╭──

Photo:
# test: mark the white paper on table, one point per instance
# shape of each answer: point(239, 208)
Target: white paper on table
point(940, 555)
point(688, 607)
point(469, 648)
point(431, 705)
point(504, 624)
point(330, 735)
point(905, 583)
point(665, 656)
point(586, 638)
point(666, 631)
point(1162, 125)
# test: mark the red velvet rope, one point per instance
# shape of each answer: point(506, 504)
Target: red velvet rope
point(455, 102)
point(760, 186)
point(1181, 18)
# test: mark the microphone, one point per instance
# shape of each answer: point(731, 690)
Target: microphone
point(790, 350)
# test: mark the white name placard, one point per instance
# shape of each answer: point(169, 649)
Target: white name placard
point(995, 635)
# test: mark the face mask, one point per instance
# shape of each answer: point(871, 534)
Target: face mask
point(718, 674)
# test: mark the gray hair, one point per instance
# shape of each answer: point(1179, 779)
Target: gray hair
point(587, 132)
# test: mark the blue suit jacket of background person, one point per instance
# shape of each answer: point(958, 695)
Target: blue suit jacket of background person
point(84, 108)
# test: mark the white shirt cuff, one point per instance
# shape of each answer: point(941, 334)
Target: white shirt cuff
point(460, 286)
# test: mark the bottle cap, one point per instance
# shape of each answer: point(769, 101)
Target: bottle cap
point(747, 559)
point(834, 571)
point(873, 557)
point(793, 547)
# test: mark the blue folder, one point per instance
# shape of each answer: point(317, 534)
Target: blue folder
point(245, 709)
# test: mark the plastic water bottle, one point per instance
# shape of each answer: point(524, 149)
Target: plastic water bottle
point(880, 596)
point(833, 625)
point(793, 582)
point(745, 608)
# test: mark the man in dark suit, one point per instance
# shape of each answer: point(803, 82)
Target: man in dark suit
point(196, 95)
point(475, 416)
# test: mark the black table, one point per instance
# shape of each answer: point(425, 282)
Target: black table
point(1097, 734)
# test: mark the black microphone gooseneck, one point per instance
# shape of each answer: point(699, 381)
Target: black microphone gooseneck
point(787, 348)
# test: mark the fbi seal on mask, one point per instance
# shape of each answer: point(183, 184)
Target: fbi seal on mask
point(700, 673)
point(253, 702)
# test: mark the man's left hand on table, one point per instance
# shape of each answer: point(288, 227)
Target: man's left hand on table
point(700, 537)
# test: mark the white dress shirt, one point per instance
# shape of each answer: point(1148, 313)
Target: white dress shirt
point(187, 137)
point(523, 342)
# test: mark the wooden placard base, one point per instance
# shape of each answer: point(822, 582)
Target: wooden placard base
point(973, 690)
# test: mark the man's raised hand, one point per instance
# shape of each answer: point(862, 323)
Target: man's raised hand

╰──

**GOAL:**
Exactly as written, give the line containing "# test: mark the fbi" and all remaining lines of the records.

**RESPONSE:**
# test: mark the fbi seal on mask, one point per instance
# shape of each answer: point(183, 184)
Target: fbi seal on mask
point(700, 673)
point(253, 702)
# test: mark the man's left hand on table, one point per instance
# shape of each answer: point(288, 227)
Target: man's left hand on table
point(700, 537)
# test: mark the white dress shirt, one point per instance
# shape of each answer: point(1148, 313)
Target: white dress shirt
point(187, 137)
point(523, 342)
# test: mark the wooden placard base, one point per instance
# shape of each answer: point(822, 582)
Target: wooden placard base
point(973, 690)
# test: mark the man's raised hand, one point per instance
# shape of each answer: point(862, 323)
Target: man's raised hand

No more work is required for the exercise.